_PROBLEM STATEMENT:_
Gather every line of the records below that contains the string "negative", matching case exactly.

[Dataset items]
+ + +

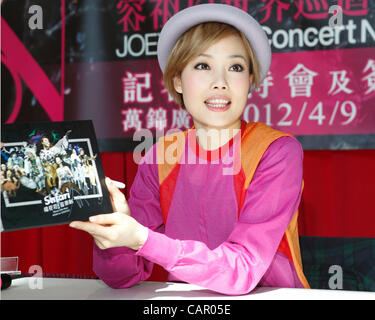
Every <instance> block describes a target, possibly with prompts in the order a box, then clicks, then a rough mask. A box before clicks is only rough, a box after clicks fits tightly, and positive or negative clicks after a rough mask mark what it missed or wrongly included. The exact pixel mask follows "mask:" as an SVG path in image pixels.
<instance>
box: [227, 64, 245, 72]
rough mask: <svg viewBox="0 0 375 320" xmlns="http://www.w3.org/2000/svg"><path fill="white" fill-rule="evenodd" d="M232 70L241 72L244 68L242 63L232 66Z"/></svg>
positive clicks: (237, 71)
mask: <svg viewBox="0 0 375 320" xmlns="http://www.w3.org/2000/svg"><path fill="white" fill-rule="evenodd" d="M230 70H231V71H236V72H241V71H243V70H244V68H243V67H242V66H241V65H240V64H235V65H233V66H231V67H230Z"/></svg>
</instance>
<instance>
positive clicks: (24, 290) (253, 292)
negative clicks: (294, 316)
mask: <svg viewBox="0 0 375 320" xmlns="http://www.w3.org/2000/svg"><path fill="white" fill-rule="evenodd" d="M40 280H42V289H38V288H37V286H36V285H35V284H36V283H37V281H40ZM32 287H34V288H35V289H31V288H32ZM1 299H2V300H199V299H202V300H375V292H364V291H345V290H320V289H319V290H318V289H296V288H271V287H260V288H256V289H255V290H253V291H252V292H251V293H249V294H247V295H240V296H228V295H222V294H219V293H216V292H213V291H210V290H207V289H204V288H202V287H199V286H196V285H191V284H187V283H176V282H151V281H145V282H141V283H139V284H137V285H135V286H133V287H131V288H127V289H112V288H109V287H108V286H107V285H106V284H104V283H103V282H102V281H101V280H95V279H93V280H91V279H55V278H36V277H31V278H21V279H15V280H14V281H13V282H12V286H11V287H10V288H8V289H6V290H4V291H2V292H1Z"/></svg>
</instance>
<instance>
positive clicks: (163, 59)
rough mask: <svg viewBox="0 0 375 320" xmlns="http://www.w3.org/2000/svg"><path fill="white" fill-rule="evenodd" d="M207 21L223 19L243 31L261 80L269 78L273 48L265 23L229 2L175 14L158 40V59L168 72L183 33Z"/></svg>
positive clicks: (164, 67)
mask: <svg viewBox="0 0 375 320" xmlns="http://www.w3.org/2000/svg"><path fill="white" fill-rule="evenodd" d="M204 22H222V23H226V24H229V25H231V26H233V27H235V28H236V29H238V30H239V31H241V32H242V33H243V34H244V35H245V37H246V38H247V40H248V41H249V43H250V45H251V47H252V48H253V50H254V52H255V55H256V57H257V59H258V61H259V64H260V71H261V72H260V76H261V77H260V80H261V81H263V80H264V78H265V77H266V75H267V73H268V70H269V68H270V65H271V47H270V45H269V42H268V38H267V35H266V33H265V32H264V30H263V28H262V27H261V25H260V24H259V23H258V22H257V21H256V20H255V19H254V18H253V17H252V16H250V15H249V14H248V13H246V12H245V11H243V10H241V9H238V8H236V7H233V6H230V5H226V4H200V5H196V6H193V7H190V8H187V9H184V10H182V11H180V12H178V13H177V14H175V15H174V16H172V17H171V18H170V19H169V20H168V21H167V22H166V24H165V25H164V27H163V29H162V30H161V33H160V35H159V41H158V48H157V54H158V61H159V66H160V68H161V70H162V71H163V73H164V69H165V66H166V64H167V61H168V57H169V55H170V53H171V51H172V49H173V47H174V45H175V44H176V42H177V41H178V39H179V38H180V37H181V35H182V34H183V33H184V32H185V31H187V30H189V29H190V28H192V27H194V26H196V25H198V24H200V23H204Z"/></svg>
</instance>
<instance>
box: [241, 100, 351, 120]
mask: <svg viewBox="0 0 375 320" xmlns="http://www.w3.org/2000/svg"><path fill="white" fill-rule="evenodd" d="M314 104H315V103H314ZM310 105H312V104H311V103H310ZM308 107H309V103H308V102H306V101H305V102H304V103H303V106H302V107H301V108H298V112H297V110H296V109H297V108H293V107H292V106H291V105H290V104H289V103H285V102H284V103H280V104H279V105H278V106H277V107H276V108H274V107H272V106H271V103H267V104H266V105H264V106H263V107H258V106H257V105H256V104H254V103H250V104H248V105H247V106H246V108H245V110H244V112H243V119H244V120H245V121H247V122H251V121H254V122H257V121H262V122H264V123H266V124H267V125H269V126H272V125H275V126H293V125H294V126H299V125H300V124H301V122H302V121H303V120H306V119H307V120H309V121H316V123H317V124H318V125H320V126H321V125H323V124H325V123H326V122H327V121H328V125H330V126H331V125H333V124H334V122H335V120H336V121H340V125H342V126H345V125H348V124H350V123H351V122H352V121H353V120H354V119H355V117H356V115H357V106H356V105H355V103H354V102H353V101H350V100H348V101H336V103H335V105H334V107H333V108H332V106H327V105H326V106H323V102H321V101H319V102H318V103H316V104H315V105H314V106H313V107H312V108H311V109H310V108H309V109H310V110H309V109H308ZM262 109H263V110H262ZM293 109H294V110H293ZM276 110H277V111H278V113H281V114H282V115H281V119H280V120H278V121H277V123H274V122H273V119H272V114H273V113H274V112H275V111H276ZM263 112H265V114H263ZM339 116H340V119H341V120H340V119H338V117H339ZM263 117H265V119H264V118H263ZM261 118H262V119H261ZM342 119H343V120H342Z"/></svg>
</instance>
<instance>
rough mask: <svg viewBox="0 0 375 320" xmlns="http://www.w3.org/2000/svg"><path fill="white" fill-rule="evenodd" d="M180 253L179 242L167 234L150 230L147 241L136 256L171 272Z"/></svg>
mask: <svg viewBox="0 0 375 320" xmlns="http://www.w3.org/2000/svg"><path fill="white" fill-rule="evenodd" d="M180 252H181V243H180V241H179V240H175V239H171V238H169V237H167V236H166V235H165V234H162V233H159V232H155V231H152V230H150V229H149V230H148V237H147V240H146V242H145V243H144V244H143V246H142V247H141V248H140V249H139V250H138V251H137V252H136V255H138V256H142V257H143V258H145V259H147V260H149V261H151V262H154V263H157V264H159V265H160V266H162V267H163V268H164V269H166V270H169V269H170V268H172V267H173V266H174V265H175V264H176V263H177V260H178V257H179V255H180Z"/></svg>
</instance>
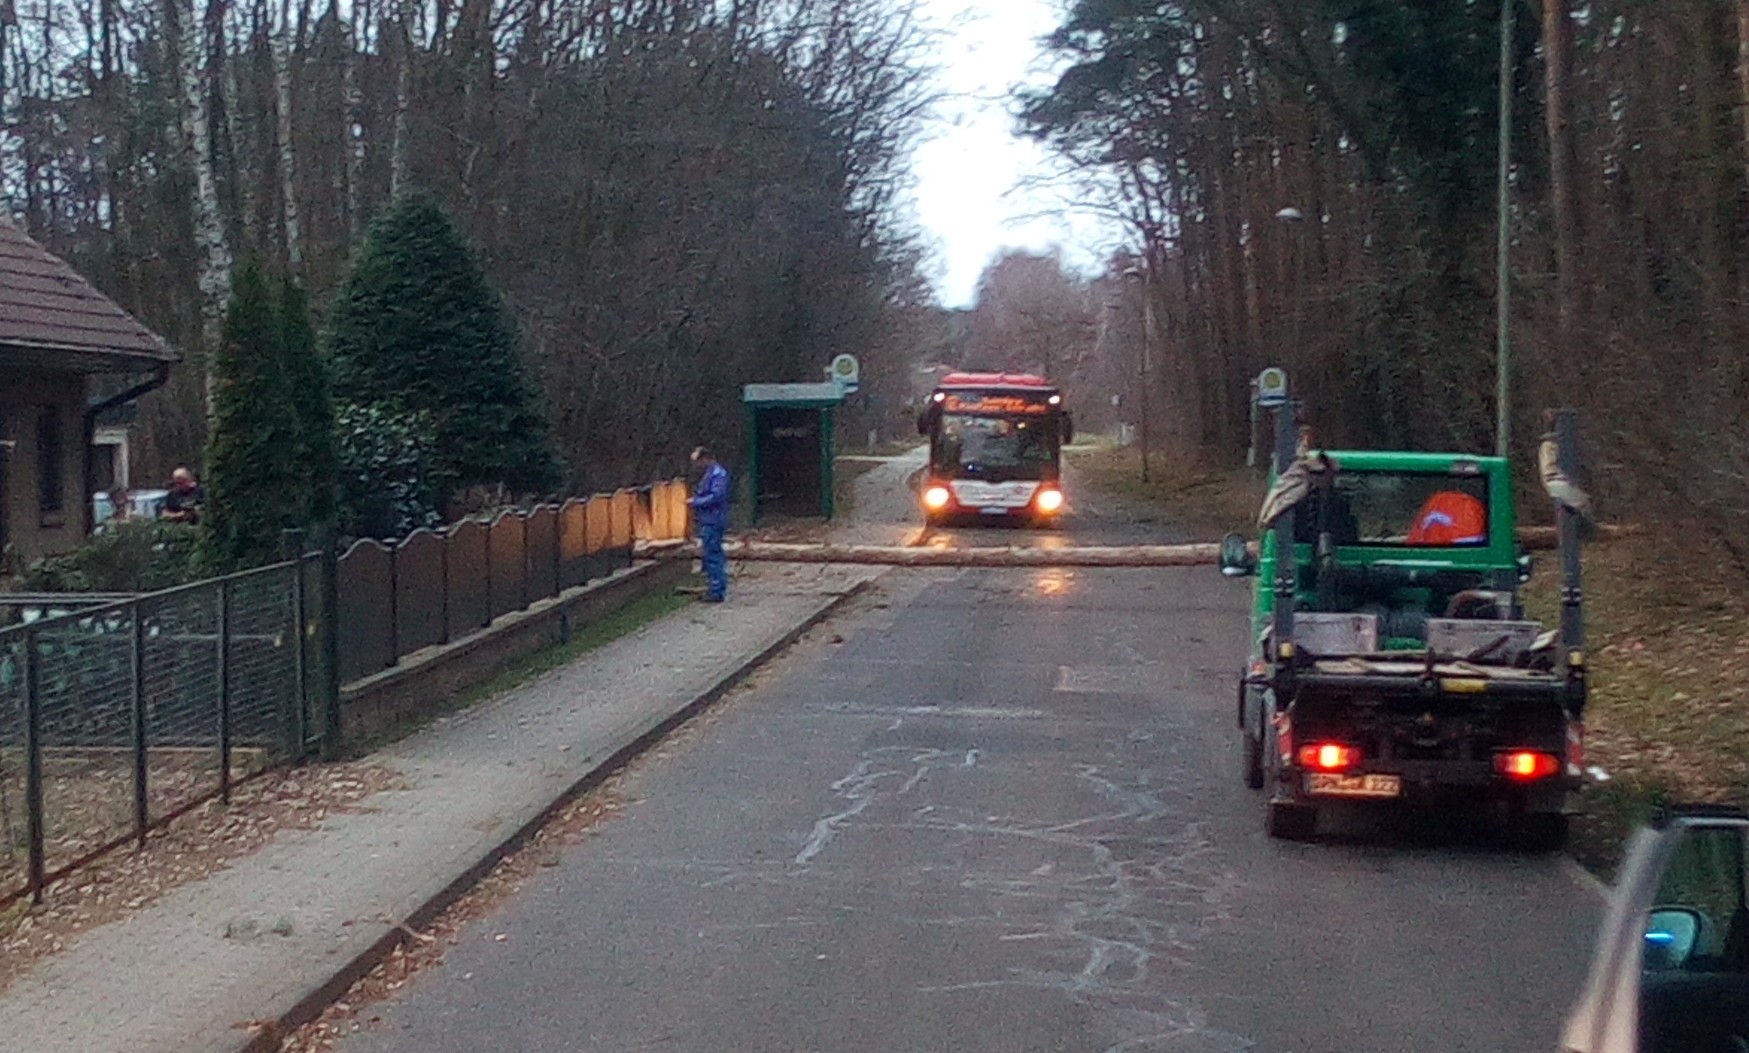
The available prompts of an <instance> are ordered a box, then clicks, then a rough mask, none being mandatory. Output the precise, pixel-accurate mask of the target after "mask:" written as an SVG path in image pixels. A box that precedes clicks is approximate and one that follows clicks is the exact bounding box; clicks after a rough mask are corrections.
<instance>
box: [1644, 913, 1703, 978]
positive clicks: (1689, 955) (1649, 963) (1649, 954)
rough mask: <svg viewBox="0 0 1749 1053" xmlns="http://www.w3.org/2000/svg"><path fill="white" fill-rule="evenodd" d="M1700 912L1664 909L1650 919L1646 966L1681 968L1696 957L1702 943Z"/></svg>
mask: <svg viewBox="0 0 1749 1053" xmlns="http://www.w3.org/2000/svg"><path fill="white" fill-rule="evenodd" d="M1700 924H1702V918H1700V911H1698V910H1693V908H1688V906H1660V908H1658V910H1655V911H1651V915H1648V918H1646V952H1644V953H1646V967H1648V969H1681V967H1683V966H1686V964H1688V960H1690V959H1691V957H1695V945H1697V943H1700Z"/></svg>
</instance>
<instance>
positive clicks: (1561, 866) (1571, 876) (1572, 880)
mask: <svg viewBox="0 0 1749 1053" xmlns="http://www.w3.org/2000/svg"><path fill="white" fill-rule="evenodd" d="M1560 868H1562V869H1564V871H1567V876H1569V878H1572V882H1574V883H1576V885H1579V887H1581V889H1585V890H1586V892H1590V894H1593V896H1597V899H1599V901H1600V903H1609V885H1607V883H1604V880H1602V878H1599V876H1597V875H1593V873H1592V871H1588V869H1585V866H1583V864H1579V861H1578V859H1574V857H1571V855H1565V854H1562V857H1560Z"/></svg>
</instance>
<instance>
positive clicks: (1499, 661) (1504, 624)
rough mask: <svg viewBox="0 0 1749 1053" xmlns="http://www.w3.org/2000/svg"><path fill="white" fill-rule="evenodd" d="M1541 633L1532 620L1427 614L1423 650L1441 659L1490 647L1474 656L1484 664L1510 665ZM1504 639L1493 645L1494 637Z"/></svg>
mask: <svg viewBox="0 0 1749 1053" xmlns="http://www.w3.org/2000/svg"><path fill="white" fill-rule="evenodd" d="M1539 635H1543V626H1541V624H1539V623H1534V621H1487V619H1476V617H1429V619H1427V649H1429V651H1432V652H1434V654H1438V656H1441V658H1466V656H1469V654H1474V652H1478V651H1481V649H1483V647H1490V651H1488V652H1487V654H1485V656H1481V658H1476V659H1474V661H1481V663H1487V665H1513V663H1516V661H1518V658H1520V656H1522V654H1523V652H1525V651H1529V649H1530V644H1534V642H1536V638H1537V637H1539ZM1502 637H1504V640H1502V642H1501V644H1497V645H1495V640H1501V638H1502Z"/></svg>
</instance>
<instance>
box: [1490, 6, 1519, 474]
mask: <svg viewBox="0 0 1749 1053" xmlns="http://www.w3.org/2000/svg"><path fill="white" fill-rule="evenodd" d="M1515 7H1516V3H1513V0H1506V2H1504V3H1501V126H1499V157H1497V161H1499V171H1497V173H1495V182H1497V187H1495V189H1497V198H1499V199H1497V201H1495V208H1497V212H1499V217H1497V219H1499V231H1497V233H1495V247H1494V280H1495V304H1494V308H1495V318H1494V331H1495V350H1494V455H1495V457H1506V455H1509V453H1511V444H1513V415H1511V408H1513V401H1511V385H1513V359H1511V355H1513V331H1511V322H1513V299H1511V296H1513V290H1511V276H1513V259H1511V248H1513V217H1511V205H1513V9H1515Z"/></svg>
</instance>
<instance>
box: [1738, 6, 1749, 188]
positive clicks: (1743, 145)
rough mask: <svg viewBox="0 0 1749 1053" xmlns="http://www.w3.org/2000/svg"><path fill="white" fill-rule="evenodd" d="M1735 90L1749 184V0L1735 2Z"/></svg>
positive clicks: (1744, 159) (1744, 175)
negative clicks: (1735, 71) (1741, 125)
mask: <svg viewBox="0 0 1749 1053" xmlns="http://www.w3.org/2000/svg"><path fill="white" fill-rule="evenodd" d="M1737 89H1739V94H1740V98H1739V114H1740V115H1742V122H1744V143H1742V147H1744V149H1742V157H1744V180H1746V182H1749V0H1737Z"/></svg>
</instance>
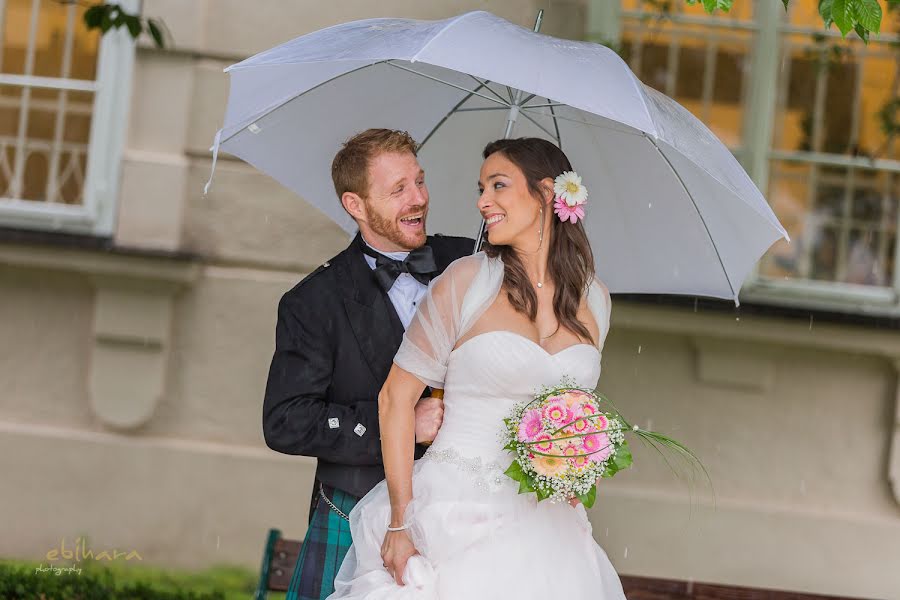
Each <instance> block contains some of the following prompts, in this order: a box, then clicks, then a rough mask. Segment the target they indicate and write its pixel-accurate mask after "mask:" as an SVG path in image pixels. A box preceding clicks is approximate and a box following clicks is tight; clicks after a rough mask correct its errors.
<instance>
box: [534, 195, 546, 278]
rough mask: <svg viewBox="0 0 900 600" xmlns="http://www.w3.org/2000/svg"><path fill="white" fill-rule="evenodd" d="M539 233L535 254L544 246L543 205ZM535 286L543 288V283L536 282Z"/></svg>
mask: <svg viewBox="0 0 900 600" xmlns="http://www.w3.org/2000/svg"><path fill="white" fill-rule="evenodd" d="M540 232H541V241H540V243H538V249H537V250H535V252H538V251H540V249H541V247H542V246H543V245H544V205H543V204H541V228H540ZM537 286H538V287H544V282H543V281H538V282H537Z"/></svg>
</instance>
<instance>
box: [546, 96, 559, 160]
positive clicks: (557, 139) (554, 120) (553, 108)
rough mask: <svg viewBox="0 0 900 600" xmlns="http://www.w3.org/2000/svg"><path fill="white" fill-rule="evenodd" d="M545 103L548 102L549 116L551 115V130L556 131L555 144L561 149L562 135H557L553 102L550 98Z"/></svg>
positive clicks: (557, 131)
mask: <svg viewBox="0 0 900 600" xmlns="http://www.w3.org/2000/svg"><path fill="white" fill-rule="evenodd" d="M547 102H549V103H550V104H549V107H550V114H551V115H553V128H554V129H555V130H556V143H557V144H558V145H559V147H560V149H561V148H562V135H561V134H560V133H559V122H558V121H557V120H556V110H554V108H555V107H554V106H553V101H552V100H551V99H550V98H547Z"/></svg>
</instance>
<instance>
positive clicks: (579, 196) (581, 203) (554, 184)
mask: <svg viewBox="0 0 900 600" xmlns="http://www.w3.org/2000/svg"><path fill="white" fill-rule="evenodd" d="M553 192H554V193H555V194H556V201H555V202H554V203H553V212H554V213H556V214H557V216H559V218H560V220H561V221H562V222H563V223H565V222H566V221H571V222H572V223H577V222H578V219H583V218H584V204H585V202H587V197H588V193H587V188H586V187H584V185H583V184H582V183H581V176H580V175H578V173H576V172H575V171H566V172H565V173H563V174H562V175H559V176H558V177H557V178H556V179H555V180H554V181H553Z"/></svg>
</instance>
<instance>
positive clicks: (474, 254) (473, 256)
mask: <svg viewBox="0 0 900 600" xmlns="http://www.w3.org/2000/svg"><path fill="white" fill-rule="evenodd" d="M487 260H489V259H488V257H487V256H486V255H485V253H484V251H481V252H476V253H475V254H470V255H468V256H462V257H460V258H457V259H456V260H454V261H453V262H452V263H450V264H449V265H448V266H447V268H446V269H445V270H444V273H445V274H448V275H449V276H450V277H452V278H453V279H457V280H471V279H473V278H474V277H475V275H476V274H477V273H478V271H479V270H480V269H481V267H482V266H484V264H485V262H486V261H487Z"/></svg>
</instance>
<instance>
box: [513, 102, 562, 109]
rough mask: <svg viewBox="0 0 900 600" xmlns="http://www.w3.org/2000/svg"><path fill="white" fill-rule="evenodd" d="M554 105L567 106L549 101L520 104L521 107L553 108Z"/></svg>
mask: <svg viewBox="0 0 900 600" xmlns="http://www.w3.org/2000/svg"><path fill="white" fill-rule="evenodd" d="M556 106H567V105H566V104H563V103H561V102H549V103H548V104H528V105H524V104H523V105H522V108H553V107H556Z"/></svg>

+ + +

_OUTPUT FOR THIS TASK:_
Every <instance> block describes a target, possibly with prompts in the order a box, then clicks, then a rough mask. A box before clicks is only rough, a box after clicks fits tightly, and positive or negative clicks after a rough mask mark what it missed or wrongly included. The exact pixel mask follows "mask:" as an SVG path in image pixels.
negative clicks: (294, 316)
negative clicks: (1735, 71) (1741, 125)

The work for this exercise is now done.